==== Supplied data ====

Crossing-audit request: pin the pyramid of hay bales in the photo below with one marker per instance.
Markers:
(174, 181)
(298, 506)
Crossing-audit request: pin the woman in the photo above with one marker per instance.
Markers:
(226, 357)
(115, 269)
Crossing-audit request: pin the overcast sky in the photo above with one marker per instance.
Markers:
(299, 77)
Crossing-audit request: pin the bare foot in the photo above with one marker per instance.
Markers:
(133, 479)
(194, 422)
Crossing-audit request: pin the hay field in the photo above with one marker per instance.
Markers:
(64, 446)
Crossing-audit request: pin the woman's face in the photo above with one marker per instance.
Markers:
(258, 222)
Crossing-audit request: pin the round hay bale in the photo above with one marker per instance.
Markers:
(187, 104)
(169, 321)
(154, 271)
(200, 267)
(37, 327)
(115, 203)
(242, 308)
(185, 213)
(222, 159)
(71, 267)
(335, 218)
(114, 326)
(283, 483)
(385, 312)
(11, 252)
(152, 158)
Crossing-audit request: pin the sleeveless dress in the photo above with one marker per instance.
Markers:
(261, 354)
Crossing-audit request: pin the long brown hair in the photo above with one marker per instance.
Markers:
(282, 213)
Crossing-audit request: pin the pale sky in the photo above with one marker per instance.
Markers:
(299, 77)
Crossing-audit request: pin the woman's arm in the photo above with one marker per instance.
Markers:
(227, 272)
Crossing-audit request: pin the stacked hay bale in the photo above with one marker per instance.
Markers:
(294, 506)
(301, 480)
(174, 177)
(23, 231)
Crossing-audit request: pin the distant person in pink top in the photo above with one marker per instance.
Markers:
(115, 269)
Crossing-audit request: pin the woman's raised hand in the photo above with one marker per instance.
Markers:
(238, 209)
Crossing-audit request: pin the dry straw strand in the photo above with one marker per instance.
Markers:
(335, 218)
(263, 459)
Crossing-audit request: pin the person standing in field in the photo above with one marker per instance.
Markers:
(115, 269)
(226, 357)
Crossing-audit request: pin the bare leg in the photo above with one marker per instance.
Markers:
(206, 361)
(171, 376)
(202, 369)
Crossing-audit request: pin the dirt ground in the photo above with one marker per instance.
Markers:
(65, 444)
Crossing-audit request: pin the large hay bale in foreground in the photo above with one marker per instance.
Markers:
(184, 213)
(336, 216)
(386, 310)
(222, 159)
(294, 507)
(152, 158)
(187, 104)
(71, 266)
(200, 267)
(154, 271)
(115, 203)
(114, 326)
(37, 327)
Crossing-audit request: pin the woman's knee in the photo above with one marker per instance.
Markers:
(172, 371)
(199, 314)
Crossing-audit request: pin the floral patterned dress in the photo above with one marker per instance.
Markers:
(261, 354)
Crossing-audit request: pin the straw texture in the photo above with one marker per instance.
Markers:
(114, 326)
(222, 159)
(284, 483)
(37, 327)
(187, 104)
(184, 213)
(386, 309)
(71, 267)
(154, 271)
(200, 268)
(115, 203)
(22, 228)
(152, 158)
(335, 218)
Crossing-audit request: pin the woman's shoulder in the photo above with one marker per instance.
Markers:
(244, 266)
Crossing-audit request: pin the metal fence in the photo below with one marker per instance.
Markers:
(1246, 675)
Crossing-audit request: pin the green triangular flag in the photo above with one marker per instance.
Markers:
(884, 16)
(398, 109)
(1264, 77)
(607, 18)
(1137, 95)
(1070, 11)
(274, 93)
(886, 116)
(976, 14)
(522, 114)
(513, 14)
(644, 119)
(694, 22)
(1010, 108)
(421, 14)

====

What to produce: Copy every one of the lines above word for word, without changing anything.

Reply to the task:
Crossing-audit request: pin the pyramid of hay bales in the photo below with one marker per instance.
Markers:
(174, 181)
(298, 506)
Crossing-audit request: pin the woman in the photo above with one marker per instance.
Markers:
(226, 357)
(115, 269)
Crossing-audit request: pin the overcast sky in the photo above with one marker per instance.
Markers:
(299, 77)
Crossing-audit request: pin the bare foot in the photo above with one marker per instance.
Markers:
(133, 479)
(194, 422)
Crossing-audit request: pin the hay field in the photo above with one marker per instance.
Markers:
(64, 446)
Crossing-audit request: pin the woman's face in the photo above with one marker per instance.
Markers:
(258, 222)
Crossing-audit request: pin the round hay bale in the photo above with one marker per instance.
Markers:
(187, 104)
(169, 321)
(154, 271)
(200, 267)
(37, 327)
(115, 203)
(242, 308)
(185, 213)
(222, 159)
(71, 267)
(335, 218)
(114, 326)
(283, 483)
(385, 312)
(11, 252)
(152, 158)
Crossing-audit request: pin the sleeveless dress in the photo above with one marker per instance.
Markers:
(261, 354)
Crossing-audit request: pin the long brown hair in the photo above with one marker per instance.
Markers:
(282, 213)
Crossing-audit request: pin the pale sky in the photo above with one marker per instance.
Markers:
(299, 77)
Crossing-audit request: pin the woman's arm in the photo above with one marker per instance.
Markers:
(227, 272)
Crossing-audit request: pin the stacked hay bale in the photo above with one marker per instance.
Markers:
(294, 506)
(301, 480)
(174, 177)
(23, 231)
Crossing-audit request: pin the distant person in pink top in the photo above with one marker per instance.
Markers:
(115, 269)
Crossing-audit request: pin the woman's raised hand in the photo above with one marker per instance.
Markers:
(238, 209)
Crossing-audit request: pin the dry straw strand in the photo above with one marker per instance.
Markers:
(335, 218)
(263, 459)
Crossing-audit request: pin the person standing in field in the photo above with one marker per instance.
Markers:
(115, 269)
(226, 357)
Crossing-audit request: pin the bare leg in the photo above with one marker per instance.
Markers:
(206, 361)
(171, 376)
(202, 369)
Crossing-audit request: pin the dirt ground in the photo above with one marker per instance.
Markers:
(65, 444)
Crossing-audit request: pin the large hay bale in foreground in the photo above with one marker per instance.
Markers:
(184, 213)
(336, 216)
(386, 310)
(222, 159)
(294, 507)
(152, 158)
(187, 104)
(71, 266)
(200, 267)
(154, 271)
(115, 203)
(114, 326)
(37, 327)
Crossing-audit request: pin the woman's knee in the photo above with one marker per instance.
Markers:
(172, 371)
(199, 314)
Crossing-audit request: pin the floral patterned dress in the photo above with one marker per instance.
Markers:
(261, 354)
Crossing-audit request: pin the straw texture in the photo above with one marker per instance.
Markers:
(114, 326)
(222, 159)
(284, 483)
(37, 327)
(187, 104)
(184, 213)
(386, 309)
(71, 267)
(154, 271)
(200, 268)
(115, 203)
(22, 228)
(152, 158)
(335, 218)
Crossing-audit request: pin the woman's shoulder in the photo above with one marker per instance.
Markers:
(244, 266)
Crossing-audit request: pin the metal fence in the photo below with one marker per instance.
Markers:
(1246, 675)
Crossing-audit request: pin the green triangular flag in the photo above with one marker per instance.
Markers:
(884, 16)
(398, 109)
(1264, 77)
(607, 18)
(1137, 95)
(1070, 11)
(274, 93)
(886, 116)
(976, 14)
(522, 114)
(513, 14)
(644, 119)
(694, 22)
(1010, 108)
(421, 14)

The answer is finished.